Claiming the EITC requires that both your earned income and your adjusted gross income be under certain levels that are based on your filing status and the number of qualified children you’re claiming (from none to three or more).
Your earned income usually includes job wages, salary, tips and other taxable pay you get from your employer. Your adjusted gross income is your earned income minus certain deductions.
In general, the less you earn, the larger the credit you may be able to claim.
Below are the maximum credits available for the 2016 and 2017 tax years, plus the maximum amount you can earn before losing the benefit altogether.
2016 Tax Year Earned Income Tax Credit
|Number of children||Maximum credit||Max earnings|
|3 or more||$6,269||$47,955||$53,505|
2017 Tax Year Earned Income Tax Credit
|Number of children you claim||Max earnings|
single filers can have
married filers can have
|Max EITC credit you can get|
|3 or more||$48,340||$53,930||$6,318|
What other rules apply?
There are additional income qualifications: You must have at least $1 of earned income. And your 2016 investment income must be $3,400 or less ($3,450 in 2017).
You can’t claim EITC if you’re married filing separately.
You must not file Form 2555, Foreign Earned Income; or Form 2555-EZ, Foreign Earned Income Exclusion.
Who qualifies to take the EITC?
Typically families with children qualify for the largest credits, although you don’t have to have a child in order to claim the EITC.
If you do claim one or more children as part of your earned income credit, each must pass certain tests to qualify:
- The child can be your son, daughter, adopted child, stepchild, foster child or grandchild. The child also can be your brother, sister, half-brother or half-sister, stepbrother or stepsister or any of their children (your niece or nephew).
- The child must be younger than you, or younger than your spouse if you’re filing jointly.

Data excerpts |

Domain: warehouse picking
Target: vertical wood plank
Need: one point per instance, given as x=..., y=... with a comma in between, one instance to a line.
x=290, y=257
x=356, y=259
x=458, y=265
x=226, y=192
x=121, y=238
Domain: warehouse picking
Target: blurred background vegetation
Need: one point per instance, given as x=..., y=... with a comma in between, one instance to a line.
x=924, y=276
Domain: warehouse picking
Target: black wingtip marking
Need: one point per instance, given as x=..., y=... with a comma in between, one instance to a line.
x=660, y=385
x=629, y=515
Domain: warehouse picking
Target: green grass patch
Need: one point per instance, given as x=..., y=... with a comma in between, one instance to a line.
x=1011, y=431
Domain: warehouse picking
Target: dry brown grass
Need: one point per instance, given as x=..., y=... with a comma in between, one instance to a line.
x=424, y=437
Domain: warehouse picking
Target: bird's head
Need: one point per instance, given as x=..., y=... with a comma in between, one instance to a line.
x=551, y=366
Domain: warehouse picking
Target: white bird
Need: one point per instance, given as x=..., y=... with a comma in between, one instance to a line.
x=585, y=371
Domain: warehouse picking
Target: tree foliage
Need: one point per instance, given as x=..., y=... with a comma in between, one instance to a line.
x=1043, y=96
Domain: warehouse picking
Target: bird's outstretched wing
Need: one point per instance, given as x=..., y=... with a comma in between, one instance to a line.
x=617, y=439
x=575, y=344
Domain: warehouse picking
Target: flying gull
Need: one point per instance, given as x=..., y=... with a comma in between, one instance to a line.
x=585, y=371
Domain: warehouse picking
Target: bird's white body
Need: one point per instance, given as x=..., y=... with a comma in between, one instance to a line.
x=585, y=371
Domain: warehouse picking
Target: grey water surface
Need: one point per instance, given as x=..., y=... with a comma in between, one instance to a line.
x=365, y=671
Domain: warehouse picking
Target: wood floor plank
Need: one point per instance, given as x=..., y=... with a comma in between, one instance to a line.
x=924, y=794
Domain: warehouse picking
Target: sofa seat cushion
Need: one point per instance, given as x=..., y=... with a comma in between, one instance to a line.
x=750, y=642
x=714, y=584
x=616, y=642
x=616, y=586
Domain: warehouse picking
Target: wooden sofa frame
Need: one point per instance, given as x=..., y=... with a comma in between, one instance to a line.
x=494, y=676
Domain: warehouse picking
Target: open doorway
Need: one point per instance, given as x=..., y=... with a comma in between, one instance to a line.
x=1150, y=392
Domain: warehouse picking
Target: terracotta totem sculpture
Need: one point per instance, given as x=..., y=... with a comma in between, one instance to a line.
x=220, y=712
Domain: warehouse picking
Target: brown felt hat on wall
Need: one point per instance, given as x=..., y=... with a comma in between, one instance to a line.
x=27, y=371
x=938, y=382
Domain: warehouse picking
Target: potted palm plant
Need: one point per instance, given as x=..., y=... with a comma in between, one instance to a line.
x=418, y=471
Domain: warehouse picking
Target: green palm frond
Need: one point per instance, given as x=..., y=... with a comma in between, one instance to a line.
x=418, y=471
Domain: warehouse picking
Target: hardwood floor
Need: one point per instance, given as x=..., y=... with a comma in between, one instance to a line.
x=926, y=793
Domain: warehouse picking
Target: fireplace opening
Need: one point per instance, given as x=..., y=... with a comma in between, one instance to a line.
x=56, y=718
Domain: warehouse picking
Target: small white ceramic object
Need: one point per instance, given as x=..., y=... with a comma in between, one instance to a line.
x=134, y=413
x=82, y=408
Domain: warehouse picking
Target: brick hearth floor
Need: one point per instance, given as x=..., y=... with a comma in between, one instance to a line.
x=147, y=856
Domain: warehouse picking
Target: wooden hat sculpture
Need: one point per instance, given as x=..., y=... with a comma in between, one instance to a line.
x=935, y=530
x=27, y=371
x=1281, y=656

Job |
Could you extend the earned income tax credit text from its final sentence onward, continuing the list of tests a qualifying child must pass?

Answer to the problem |
- The child must be younger than 19 at the end of the year or under 24 if a full-time student; there is no age limit for children who are classified as “permanently and totally disabled.”
- The child must have lived with you in the United States for more than half the year.
The IRS says that failure to pass the relationship and residency tests are the most common reasons a child doesn’t meet the qualified child requirement.
You’ll also need:
- A Social Security number for each child you’re claiming (make sure the qualifying child’s name and Social Security number are filled in on the return exactly as they appear on the Social Security card)
- Birthdate of each qualifying child
- Dependent child care information, including the name and address of paid caretakers and either their Social Security number or other tax identification number
You may be able to file for the earned income tax credit if you don’t have a qualifying child but meet the income requirements for your filing status. To qualify, you must meet these three rules:
- You must have resided in the United States for more than half the year.
- You can’t be claimed as a dependent or qualifying child on anyone else’s return.
- You must be at least 25 years old but under age 65 at the end of the year.
Over time, Congress has expanded access to the earned income credit for members of the military, clergy, recipients of disability benefits and those who’ve been affected by disasters. Taxpayers who have disabilities or who have children with disabilities often qualify for it as well.
The sticky consequences of making an EITC-related error
Not only does an error on your tax form delay the EITC part of your refund — sometimes for several months — but it also means the IRS could decide to deny the entire amount of the earned income tax credit.
If the IRS denies your whole EITC claim:
- You must pay back any EITC amount you’ve been paid in error, plus interest.
- You might need to file Form 8862, Information to Claim Earned Income Credit After Disallowance, before you can claim the EITC again.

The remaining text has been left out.